| Stated problem |
Which lines in the records below contain the word "window"? Copy each of them in full.

| Given data |
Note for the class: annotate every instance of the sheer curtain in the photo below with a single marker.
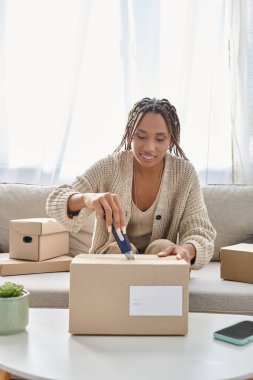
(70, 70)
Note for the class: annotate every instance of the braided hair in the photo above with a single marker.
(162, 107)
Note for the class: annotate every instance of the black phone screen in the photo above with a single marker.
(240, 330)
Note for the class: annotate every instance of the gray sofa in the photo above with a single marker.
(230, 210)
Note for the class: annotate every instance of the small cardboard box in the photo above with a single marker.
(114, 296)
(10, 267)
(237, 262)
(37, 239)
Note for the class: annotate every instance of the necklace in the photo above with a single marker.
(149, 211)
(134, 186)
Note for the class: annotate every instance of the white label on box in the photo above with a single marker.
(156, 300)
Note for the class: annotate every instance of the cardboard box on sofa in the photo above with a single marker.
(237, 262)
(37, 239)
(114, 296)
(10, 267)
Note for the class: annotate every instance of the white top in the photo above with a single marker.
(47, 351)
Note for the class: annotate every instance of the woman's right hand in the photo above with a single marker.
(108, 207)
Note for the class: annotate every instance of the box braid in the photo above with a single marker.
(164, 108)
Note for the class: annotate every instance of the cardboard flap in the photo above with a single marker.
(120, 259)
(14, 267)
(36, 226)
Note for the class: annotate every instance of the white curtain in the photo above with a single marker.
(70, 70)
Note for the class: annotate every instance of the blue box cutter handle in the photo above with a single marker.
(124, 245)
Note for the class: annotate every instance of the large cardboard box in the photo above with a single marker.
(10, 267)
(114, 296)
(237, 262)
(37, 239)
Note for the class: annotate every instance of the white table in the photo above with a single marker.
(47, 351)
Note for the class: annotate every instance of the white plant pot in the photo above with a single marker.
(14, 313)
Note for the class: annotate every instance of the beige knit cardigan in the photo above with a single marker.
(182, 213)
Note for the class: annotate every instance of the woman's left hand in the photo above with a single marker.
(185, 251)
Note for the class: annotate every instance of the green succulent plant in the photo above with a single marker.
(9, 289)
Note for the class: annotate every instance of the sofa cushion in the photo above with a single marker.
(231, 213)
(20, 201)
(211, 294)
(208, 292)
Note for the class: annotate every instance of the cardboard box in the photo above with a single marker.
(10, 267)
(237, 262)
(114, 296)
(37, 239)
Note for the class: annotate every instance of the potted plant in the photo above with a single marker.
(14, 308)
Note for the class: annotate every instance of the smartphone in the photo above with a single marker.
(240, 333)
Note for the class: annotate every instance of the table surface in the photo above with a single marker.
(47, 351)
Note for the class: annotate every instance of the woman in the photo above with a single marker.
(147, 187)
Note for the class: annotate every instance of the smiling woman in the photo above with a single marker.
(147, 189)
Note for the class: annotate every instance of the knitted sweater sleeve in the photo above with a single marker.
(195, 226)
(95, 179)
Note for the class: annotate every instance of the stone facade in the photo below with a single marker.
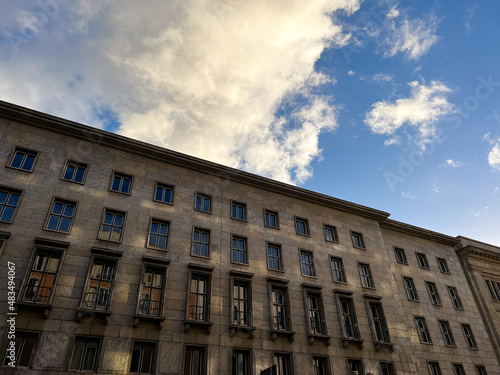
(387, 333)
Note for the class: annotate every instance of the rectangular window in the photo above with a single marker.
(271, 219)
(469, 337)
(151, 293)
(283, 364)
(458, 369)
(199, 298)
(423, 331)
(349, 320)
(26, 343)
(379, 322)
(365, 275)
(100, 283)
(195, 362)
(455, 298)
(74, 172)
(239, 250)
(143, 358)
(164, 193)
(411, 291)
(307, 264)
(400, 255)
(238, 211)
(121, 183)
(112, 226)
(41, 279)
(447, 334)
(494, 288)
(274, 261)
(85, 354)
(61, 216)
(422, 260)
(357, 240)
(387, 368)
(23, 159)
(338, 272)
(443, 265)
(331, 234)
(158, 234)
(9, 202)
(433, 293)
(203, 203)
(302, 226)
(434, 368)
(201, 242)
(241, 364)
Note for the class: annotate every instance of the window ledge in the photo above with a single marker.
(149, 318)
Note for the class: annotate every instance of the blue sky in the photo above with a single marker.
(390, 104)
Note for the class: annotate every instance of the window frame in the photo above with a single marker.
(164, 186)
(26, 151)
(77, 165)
==
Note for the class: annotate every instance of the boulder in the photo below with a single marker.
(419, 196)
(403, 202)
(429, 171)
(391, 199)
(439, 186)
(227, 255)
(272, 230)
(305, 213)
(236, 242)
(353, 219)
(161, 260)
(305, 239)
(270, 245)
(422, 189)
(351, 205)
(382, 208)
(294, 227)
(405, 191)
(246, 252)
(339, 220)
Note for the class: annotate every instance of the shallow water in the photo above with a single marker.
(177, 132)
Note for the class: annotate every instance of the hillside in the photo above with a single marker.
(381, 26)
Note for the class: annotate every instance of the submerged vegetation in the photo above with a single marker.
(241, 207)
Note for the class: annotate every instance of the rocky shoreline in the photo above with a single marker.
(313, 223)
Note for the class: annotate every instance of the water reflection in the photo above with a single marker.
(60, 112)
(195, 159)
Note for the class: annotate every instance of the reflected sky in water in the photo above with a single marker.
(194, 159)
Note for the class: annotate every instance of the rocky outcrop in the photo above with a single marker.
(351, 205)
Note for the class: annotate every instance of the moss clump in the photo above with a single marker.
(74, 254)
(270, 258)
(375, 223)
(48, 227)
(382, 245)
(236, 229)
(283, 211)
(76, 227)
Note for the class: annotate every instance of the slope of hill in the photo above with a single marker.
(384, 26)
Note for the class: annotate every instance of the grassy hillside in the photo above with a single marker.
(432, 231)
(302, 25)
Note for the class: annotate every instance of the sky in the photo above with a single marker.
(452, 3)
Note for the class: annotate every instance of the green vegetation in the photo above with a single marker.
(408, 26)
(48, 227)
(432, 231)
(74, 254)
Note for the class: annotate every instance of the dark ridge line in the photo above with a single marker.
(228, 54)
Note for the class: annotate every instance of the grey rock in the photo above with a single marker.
==
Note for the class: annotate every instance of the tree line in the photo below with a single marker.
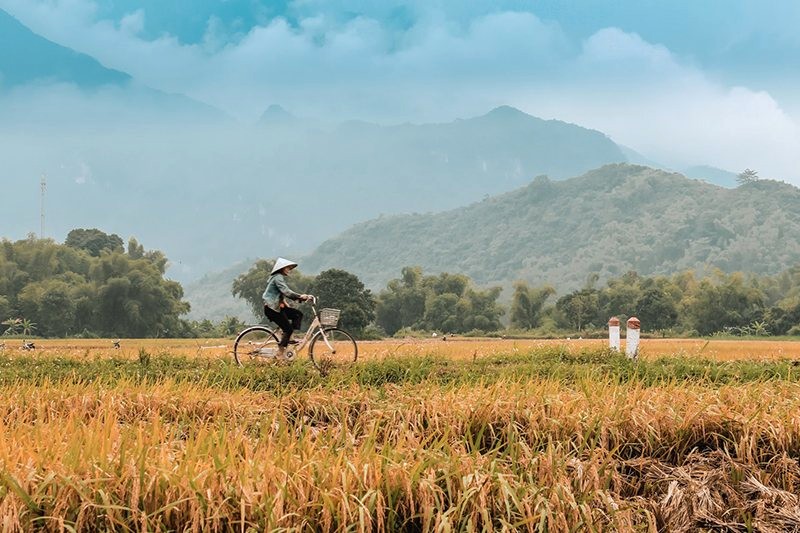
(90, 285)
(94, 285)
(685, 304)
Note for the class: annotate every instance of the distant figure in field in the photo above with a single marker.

| Complete answer |
Note for the class: annotate every instance of the rectangular window in the photo above with a single marker.
Note for the class: annotate every instance of the window ledge in the photo above with a single marker.
Note for the class: annotate every instance of the window frame in the photo above with a single marker.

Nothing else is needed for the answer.